### [HOW TO COMPLETE THIS TASK]
Please print all of the records that follow with nothing altered.

== TASK INPUT

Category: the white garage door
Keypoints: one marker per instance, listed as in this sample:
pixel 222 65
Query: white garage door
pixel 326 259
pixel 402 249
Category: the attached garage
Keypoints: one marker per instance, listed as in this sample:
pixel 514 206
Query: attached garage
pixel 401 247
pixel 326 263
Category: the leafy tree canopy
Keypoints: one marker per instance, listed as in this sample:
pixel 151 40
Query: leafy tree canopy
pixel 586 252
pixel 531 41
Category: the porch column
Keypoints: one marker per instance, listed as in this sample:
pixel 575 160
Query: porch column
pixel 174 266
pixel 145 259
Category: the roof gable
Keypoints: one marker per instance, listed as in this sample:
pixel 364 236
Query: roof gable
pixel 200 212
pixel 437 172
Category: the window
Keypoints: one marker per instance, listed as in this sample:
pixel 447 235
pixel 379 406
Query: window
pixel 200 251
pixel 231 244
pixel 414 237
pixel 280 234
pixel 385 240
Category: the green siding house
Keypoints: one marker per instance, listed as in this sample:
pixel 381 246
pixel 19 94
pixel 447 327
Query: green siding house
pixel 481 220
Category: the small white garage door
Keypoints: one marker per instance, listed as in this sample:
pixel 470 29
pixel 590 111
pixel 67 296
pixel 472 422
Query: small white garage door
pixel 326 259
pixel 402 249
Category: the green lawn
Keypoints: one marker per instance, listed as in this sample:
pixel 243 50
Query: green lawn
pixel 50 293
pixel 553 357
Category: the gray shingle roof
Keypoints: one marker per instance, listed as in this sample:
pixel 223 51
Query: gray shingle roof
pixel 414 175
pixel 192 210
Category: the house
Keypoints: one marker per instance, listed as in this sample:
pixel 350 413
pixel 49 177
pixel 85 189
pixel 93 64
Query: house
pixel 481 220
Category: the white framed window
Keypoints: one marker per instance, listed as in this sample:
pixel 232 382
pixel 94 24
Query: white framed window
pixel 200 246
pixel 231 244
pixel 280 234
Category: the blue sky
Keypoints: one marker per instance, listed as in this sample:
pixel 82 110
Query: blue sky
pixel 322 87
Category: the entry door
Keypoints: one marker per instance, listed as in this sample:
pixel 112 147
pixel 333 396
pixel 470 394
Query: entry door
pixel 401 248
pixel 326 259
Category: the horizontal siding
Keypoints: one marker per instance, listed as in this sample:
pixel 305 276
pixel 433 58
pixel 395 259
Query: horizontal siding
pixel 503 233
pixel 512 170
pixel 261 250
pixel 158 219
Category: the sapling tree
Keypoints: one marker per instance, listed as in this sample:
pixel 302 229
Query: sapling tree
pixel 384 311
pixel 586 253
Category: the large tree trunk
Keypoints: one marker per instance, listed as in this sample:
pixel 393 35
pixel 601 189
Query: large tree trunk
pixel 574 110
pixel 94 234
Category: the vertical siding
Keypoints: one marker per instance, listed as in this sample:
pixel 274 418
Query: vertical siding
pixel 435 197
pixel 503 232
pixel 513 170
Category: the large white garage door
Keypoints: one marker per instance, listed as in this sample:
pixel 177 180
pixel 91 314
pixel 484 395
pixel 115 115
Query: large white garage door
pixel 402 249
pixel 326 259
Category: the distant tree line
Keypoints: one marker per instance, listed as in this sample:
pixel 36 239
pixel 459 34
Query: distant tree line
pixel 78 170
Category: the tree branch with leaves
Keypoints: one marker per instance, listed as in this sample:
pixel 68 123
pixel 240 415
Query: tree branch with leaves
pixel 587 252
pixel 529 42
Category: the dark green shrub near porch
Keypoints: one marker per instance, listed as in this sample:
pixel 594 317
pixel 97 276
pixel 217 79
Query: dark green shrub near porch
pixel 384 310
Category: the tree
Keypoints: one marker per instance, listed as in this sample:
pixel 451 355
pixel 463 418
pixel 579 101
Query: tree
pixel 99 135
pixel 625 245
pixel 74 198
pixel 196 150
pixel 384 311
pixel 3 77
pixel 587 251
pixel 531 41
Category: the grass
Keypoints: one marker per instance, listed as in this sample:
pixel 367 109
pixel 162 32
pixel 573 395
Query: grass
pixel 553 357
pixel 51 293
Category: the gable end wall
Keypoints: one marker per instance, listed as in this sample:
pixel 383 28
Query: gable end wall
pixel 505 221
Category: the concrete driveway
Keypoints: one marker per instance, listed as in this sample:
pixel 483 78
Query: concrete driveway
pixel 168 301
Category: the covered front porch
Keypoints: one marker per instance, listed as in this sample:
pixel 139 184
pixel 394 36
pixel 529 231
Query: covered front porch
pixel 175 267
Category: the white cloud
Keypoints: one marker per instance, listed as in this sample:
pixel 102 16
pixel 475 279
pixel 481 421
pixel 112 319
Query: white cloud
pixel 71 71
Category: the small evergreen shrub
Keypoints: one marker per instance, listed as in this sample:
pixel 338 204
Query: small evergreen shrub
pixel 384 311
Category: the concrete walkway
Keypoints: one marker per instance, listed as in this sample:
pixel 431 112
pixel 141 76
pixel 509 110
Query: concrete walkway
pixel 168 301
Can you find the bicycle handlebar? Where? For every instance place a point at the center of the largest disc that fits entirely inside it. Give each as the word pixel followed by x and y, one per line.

====

### [OUTPUT OF THE TASK]
Category: the white garage door
Keypoints: one marker per instance, listed as in this sample:
pixel 222 65
Query: white garage door
pixel 326 259
pixel 402 249
Category: the attached garage
Keypoints: one marker per instance, listed as in this sample:
pixel 514 206
Query: attached garage
pixel 401 247
pixel 326 263
Category: the leafy tree canopy
Keypoints: one marker per instance, listed as in this sample:
pixel 151 40
Query: leafy tree canopy
pixel 586 252
pixel 531 41
Category: the porch column
Keypoints: one marker per instance, listed as in this sample:
pixel 575 160
Query: porch column
pixel 174 266
pixel 145 259
Category: the roof gable
Keypoints: one marker per instance, listed as in this sample:
pixel 364 236
Query: roof gable
pixel 200 212
pixel 437 172
Category: the window
Keypoints: one marker per instance, listed as in this sample:
pixel 447 235
pixel 379 406
Query: window
pixel 200 251
pixel 231 244
pixel 414 237
pixel 280 234
pixel 385 240
Category: the green siding house
Keypoints: one marker per instance, listed as in this sample:
pixel 381 246
pixel 19 94
pixel 447 327
Query: green siding house
pixel 481 220
Category: the small white garage door
Keypoints: one marker per instance, listed as in this sample:
pixel 470 29
pixel 590 111
pixel 67 296
pixel 472 422
Query: small white garage door
pixel 326 259
pixel 402 249
Category: the green lawn
Keypoints: one marker per instance, listed as in this sample:
pixel 243 50
Query: green lawn
pixel 50 293
pixel 553 357
Category: the gray shingle roof
Keypoints: one marker per instance, listed as in this sample:
pixel 223 51
Query: gray shingle roof
pixel 414 175
pixel 192 210
Category: the house
Keypoints: one marker per instance, listed as in this sample:
pixel 350 413
pixel 49 177
pixel 85 189
pixel 93 64
Query: house
pixel 481 220
Category: the white framed window
Keypoints: one marker per instance, listed as in this sample:
pixel 232 382
pixel 94 24
Query: white framed window
pixel 200 246
pixel 231 244
pixel 280 234
Category: the blue sky
Keypoints: one marker per instance, listed as in this sample:
pixel 82 110
Query: blue sky
pixel 322 87
Category: the entry door
Keypoints: one marker per instance, listed as in this sample:
pixel 112 147
pixel 333 396
pixel 470 394
Query: entry door
pixel 401 248
pixel 326 259
Category: the horizontal siding
Keypoints: one marker per instance, listed as in this sample:
pixel 305 276
pixel 433 58
pixel 395 259
Query: horizontal siding
pixel 503 233
pixel 512 170
pixel 261 250
pixel 158 219
Category: the sapling tree
Keypoints: one marker per instance, listed as in this sample:
pixel 302 229
Query: sapling tree
pixel 384 311
pixel 586 253
Category: the large tree trunk
Keypoints: one marker per instance, listed as in this sample:
pixel 393 35
pixel 601 189
Query: large tree trunk
pixel 574 110
pixel 94 234
Category: the vertical siding
Keypoints: one marker per instance, listed as in this sample:
pixel 274 418
Query: vertical siding
pixel 435 197
pixel 503 232
pixel 513 170
Category: the large white garage door
Keypoints: one marker per instance, listed as in this sample:
pixel 177 180
pixel 91 314
pixel 484 395
pixel 115 115
Query: large white garage door
pixel 402 249
pixel 326 259
Category: the distant tree line
Keypoints: one marker per instance, listed as in this sample:
pixel 36 239
pixel 459 34
Query: distant tree line
pixel 78 170
Category: the tree branch with leaves
Keypoints: one marker per instance, listed as in this sample:
pixel 68 123
pixel 240 415
Query: tree branch with leaves
pixel 587 252
pixel 529 42
Category: the dark green shrub near porch
Keypoints: one marker per instance, listed as in this sample:
pixel 594 317
pixel 97 276
pixel 217 79
Query: dark green shrub near porch
pixel 384 310
Category: the tree
Keypoints: one marker per instance, listed as in this sample:
pixel 451 355
pixel 463 418
pixel 579 101
Query: tree
pixel 99 135
pixel 625 245
pixel 74 198
pixel 196 150
pixel 384 311
pixel 3 77
pixel 587 251
pixel 531 41
Category: the grass
Keypoints: one marker per instance, listed as in this sample:
pixel 367 109
pixel 162 32
pixel 573 395
Query: grass
pixel 553 357
pixel 51 293
Category: the gable end wall
Keypoints: one marker per instance, listed as in this sample:
pixel 383 28
Query: gable end wall
pixel 505 221
Category: the concrete driveway
Keypoints: one marker per instance, listed as in this sample:
pixel 483 78
Query: concrete driveway
pixel 168 301
Category: the covered front porch
Keypoints: one marker per instance, listed as in this sample:
pixel 139 184
pixel 394 36
pixel 529 231
Query: covered front porch
pixel 175 267
Category: the white cloud
Keypoints: one marker per instance, listed as in this sample:
pixel 102 16
pixel 475 279
pixel 481 421
pixel 112 319
Query: white cloud
pixel 71 71
Category: the small evergreen shrub
Keypoints: one marker per instance, listed as in this sample:
pixel 338 204
Query: small evergreen shrub
pixel 384 311
Category: the concrete walkway
Keypoints: one marker per instance, listed as in this sample:
pixel 431 112
pixel 141 76
pixel 509 110
Query: concrete walkway
pixel 168 301
Can you find the bicycle handlebar? Where? For every instance place a point at the center of the largest disc that fits entirely inside it. Give each as the word pixel followed by x and y, one per line.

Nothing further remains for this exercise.